(Passage)
Exhibit 5.1
 | Proskauer Rose LLP Eleven Times Square New York, NY 10036-8299 |
June 5, 2015
RCS Capital Corporation
405 Park Avenue, 14th Floor
New York, NY 10022
Ladies and Gentlemen:
We have acted as special counsel to RCS Capital Corporation, a Delaware corporation (the “Company”), with respect to the preparation of the Registration Statement on Form S-3 (the “Registration Statement”) filed on or about the date hereof with the Securities and Exchange Commission (the “Commission”) in connection with the registration by the Company under the Securities Act of 1933, as amended (the “Securities Act”), of the offer and sale by the Company from time to time, pursuant to Rule 415 under the Securities Act, of:
| (a) | shares of Class A Common Stock, $0.001 par value per share, of the Company (the “Class A Common Stock”); |
| (b) | shares of preferred stock, $0.001 par value per share, of the Company (the “Preferred Stock”); |
| (c) | depositary shares representing a fractional share or multiple shares of Preferred Stock evidenced by depositary receipts (the “Depositary Shares”) |
| (d) | senior debt securities of the Company (the “Senior Debt Securities”); |
| (e) | subordinated debt securities of the Company (the “Subordinated Debt Securities”, and together with Senior Debt Securities, the “Debt Securities”) |
| (f) | warrants to purchase Class A Common Stock, Preferred Stock, Depositary Shares or Debt Securities (the “Warrants”); |
| (g) | purchase contracts representing the Company’s obligation to sell Class A Common Stock, Preferred Stock, Depositary Shares or Debt Securities (“Purchase Contracts”); |
| (h) | units consisting of any combination of two or more of the securities described in clauses (a) through (g) above (the “Units”); and |
| (i) | guarantees by the Company (the “Guarantees”). |
The Class A Common Stock, Preferred Stock, Depositary Shares, Debt Securities, Warrants, Purchase Contracts, Units and Guarantees are collectively referred to herein as the “Securities” and each, a “Security.”
We have examined: (i) the Registration Statement; (ii) the Prospectus included in the Registration Statement (the “Prospectus”); (iii) the by-laws of the Company as amended and currently in effect; (iv) the Certificate of Incorporation of the Company, as amended and currently in effect; (v) the form of senior debt indenture (the “Senior Indenture”) to be entered into between the Company and one or more trustees (the “Senior Trustees”) and filed as an exhibit to the Registration Statement; (vi) the form of subordinated debt indenture (the “Subordinated Debt Indenture”) to be entered into between the Company and one or more trustees (the “Subordinated Debt Trustees”) and filed as an exhibit to the Registration Statement and (vii) such other documents as we have deemed necessary or appropriate for purposes of this opinion.

(Problem set)
1. Translate this sentence from the opinion letter into Spanish: "The Class A Common Stock, Preferred Stock, Depositary Shares, Debt Securities, Warrants, Purchase Contracts, Units and Guarantees are collectively referred to herein as the “Securities” and each, a “Security.”"
2. Repeat the stretch of the opinion letter from "We have examined: (i)" through "of this opinion." without any changes.

(Data listing)
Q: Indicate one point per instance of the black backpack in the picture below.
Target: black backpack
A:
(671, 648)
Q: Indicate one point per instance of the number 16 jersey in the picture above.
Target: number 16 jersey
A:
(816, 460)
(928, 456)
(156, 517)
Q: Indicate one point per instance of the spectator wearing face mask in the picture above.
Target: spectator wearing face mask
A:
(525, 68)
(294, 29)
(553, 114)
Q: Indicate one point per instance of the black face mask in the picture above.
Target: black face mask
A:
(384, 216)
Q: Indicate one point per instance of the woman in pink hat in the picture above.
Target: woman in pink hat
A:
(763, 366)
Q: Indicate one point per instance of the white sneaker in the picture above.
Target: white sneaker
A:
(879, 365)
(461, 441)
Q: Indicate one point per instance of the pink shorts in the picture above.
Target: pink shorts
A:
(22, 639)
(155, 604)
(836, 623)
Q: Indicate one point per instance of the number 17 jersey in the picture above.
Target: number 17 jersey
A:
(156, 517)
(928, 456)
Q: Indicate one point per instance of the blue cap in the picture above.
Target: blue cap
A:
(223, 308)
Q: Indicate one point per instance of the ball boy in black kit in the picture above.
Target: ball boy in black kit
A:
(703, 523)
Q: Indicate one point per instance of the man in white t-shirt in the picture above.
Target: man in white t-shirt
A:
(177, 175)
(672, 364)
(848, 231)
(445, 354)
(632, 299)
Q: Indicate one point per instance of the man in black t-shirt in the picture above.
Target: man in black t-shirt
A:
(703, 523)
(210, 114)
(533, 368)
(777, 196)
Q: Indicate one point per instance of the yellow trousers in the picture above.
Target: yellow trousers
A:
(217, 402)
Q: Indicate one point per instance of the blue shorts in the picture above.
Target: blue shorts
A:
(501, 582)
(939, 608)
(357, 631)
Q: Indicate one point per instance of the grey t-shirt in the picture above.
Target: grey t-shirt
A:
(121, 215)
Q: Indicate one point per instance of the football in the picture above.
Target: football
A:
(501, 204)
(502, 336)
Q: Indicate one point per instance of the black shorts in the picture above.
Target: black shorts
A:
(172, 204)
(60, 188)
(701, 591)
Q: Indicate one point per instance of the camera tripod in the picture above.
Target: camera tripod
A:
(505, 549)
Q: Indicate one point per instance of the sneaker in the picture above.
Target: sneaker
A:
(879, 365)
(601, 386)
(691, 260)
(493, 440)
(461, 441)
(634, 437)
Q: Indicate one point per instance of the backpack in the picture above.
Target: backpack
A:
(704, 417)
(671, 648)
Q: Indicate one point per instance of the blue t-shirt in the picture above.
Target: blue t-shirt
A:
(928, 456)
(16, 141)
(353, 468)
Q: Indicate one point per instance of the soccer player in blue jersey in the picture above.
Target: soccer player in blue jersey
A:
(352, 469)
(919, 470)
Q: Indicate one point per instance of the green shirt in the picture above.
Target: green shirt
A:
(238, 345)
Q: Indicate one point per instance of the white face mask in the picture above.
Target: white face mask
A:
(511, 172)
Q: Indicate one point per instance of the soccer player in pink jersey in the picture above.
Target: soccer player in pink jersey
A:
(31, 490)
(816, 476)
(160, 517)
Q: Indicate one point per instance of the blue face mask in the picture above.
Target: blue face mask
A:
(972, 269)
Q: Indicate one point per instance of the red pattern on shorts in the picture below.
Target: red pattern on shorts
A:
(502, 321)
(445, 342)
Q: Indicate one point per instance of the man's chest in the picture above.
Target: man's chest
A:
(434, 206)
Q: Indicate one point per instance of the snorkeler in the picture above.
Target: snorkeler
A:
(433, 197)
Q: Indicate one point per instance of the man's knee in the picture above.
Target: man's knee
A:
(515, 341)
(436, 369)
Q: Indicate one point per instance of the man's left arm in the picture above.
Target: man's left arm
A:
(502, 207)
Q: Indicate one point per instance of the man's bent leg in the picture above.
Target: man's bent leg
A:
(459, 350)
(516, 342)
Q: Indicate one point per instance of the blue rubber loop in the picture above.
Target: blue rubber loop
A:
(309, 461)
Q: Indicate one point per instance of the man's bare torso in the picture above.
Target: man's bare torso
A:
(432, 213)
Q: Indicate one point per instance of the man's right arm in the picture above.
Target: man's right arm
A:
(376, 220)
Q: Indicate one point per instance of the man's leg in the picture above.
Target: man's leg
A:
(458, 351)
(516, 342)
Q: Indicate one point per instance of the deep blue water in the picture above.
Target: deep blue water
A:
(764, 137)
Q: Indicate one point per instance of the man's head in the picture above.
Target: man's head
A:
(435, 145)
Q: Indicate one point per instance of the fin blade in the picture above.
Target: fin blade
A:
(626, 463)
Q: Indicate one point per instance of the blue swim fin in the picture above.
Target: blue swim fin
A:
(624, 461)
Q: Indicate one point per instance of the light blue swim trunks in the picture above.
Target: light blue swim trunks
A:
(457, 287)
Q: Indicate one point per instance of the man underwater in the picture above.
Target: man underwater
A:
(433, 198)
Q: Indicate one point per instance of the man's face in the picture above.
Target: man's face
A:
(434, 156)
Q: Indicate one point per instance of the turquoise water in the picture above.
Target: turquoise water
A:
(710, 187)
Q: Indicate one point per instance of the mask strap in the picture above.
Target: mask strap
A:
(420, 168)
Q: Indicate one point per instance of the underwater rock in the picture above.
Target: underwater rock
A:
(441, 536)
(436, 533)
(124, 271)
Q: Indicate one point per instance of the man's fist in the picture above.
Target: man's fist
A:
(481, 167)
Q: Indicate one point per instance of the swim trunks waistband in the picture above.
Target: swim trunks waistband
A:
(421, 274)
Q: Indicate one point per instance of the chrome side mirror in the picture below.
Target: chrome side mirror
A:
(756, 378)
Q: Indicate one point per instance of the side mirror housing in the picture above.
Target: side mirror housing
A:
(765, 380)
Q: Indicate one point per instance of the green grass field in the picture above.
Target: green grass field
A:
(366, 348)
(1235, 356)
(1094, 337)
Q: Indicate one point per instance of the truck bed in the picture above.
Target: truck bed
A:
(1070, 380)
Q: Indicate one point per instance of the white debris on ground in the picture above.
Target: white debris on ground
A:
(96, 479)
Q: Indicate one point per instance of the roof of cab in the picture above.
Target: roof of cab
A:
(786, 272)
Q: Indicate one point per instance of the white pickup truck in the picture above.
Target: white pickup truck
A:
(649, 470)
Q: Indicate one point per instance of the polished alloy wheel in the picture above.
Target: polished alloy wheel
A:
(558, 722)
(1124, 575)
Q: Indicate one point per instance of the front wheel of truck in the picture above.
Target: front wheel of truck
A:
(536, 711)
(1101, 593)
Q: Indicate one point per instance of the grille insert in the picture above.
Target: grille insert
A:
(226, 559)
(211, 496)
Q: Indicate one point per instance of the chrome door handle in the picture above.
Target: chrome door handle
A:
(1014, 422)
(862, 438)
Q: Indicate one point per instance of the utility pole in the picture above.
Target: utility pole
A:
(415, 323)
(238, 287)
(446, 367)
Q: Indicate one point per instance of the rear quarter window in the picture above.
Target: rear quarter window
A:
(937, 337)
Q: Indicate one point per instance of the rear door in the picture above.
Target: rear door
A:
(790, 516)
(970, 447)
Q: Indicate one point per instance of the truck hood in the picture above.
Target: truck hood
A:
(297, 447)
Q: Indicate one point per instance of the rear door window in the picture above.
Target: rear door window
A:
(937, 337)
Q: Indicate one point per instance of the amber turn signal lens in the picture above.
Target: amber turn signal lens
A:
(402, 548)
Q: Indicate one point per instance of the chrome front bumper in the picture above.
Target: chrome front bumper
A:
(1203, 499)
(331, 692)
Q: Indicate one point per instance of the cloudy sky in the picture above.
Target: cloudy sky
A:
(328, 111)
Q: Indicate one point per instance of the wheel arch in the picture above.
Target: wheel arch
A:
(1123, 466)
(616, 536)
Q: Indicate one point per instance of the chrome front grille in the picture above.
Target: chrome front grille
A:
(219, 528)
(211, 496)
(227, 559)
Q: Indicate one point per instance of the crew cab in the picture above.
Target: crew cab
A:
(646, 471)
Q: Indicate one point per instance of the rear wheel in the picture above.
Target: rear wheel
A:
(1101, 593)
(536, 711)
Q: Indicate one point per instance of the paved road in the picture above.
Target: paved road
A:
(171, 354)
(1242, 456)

(Answers for this exercise)
1. Las Acciones Ordinarias Clase A, las Acciones Preferentes, las Acciones de Depósito, los Títulos de Deuda, los Warrants, los Contratos de Compra, las Unidades y las Garantías se denominan colectivamente en el presente documento los “Valores” y, cada uno de ellos, un “Valor”.

2.
We have examined: (i) the Registration Statement; (ii) the Prospectus included in the Registration Statement (the “Prospectus”); (iii) the by-laws of the Company as amended and currently in effect; (iv) the Certificate of Incorporation of the Company, as amended and currently in effect; (v) the form of senior debt indenture (the “Senior Indenture”) to be entered into between the Company and one or more trustees (the “Senior Trustees”) and filed as an exhibit to the Registration Statement; (vi) the form of subordinated debt indenture (the “Subordinated Debt Indenture”) to be entered into between the Company and one or more trustees (the “Subordinated Debt Trustees”) and filed as an exhibit to the Registration Statement and (vii) such other documents as we have deemed necessary or appropriate for purposes of this opinion.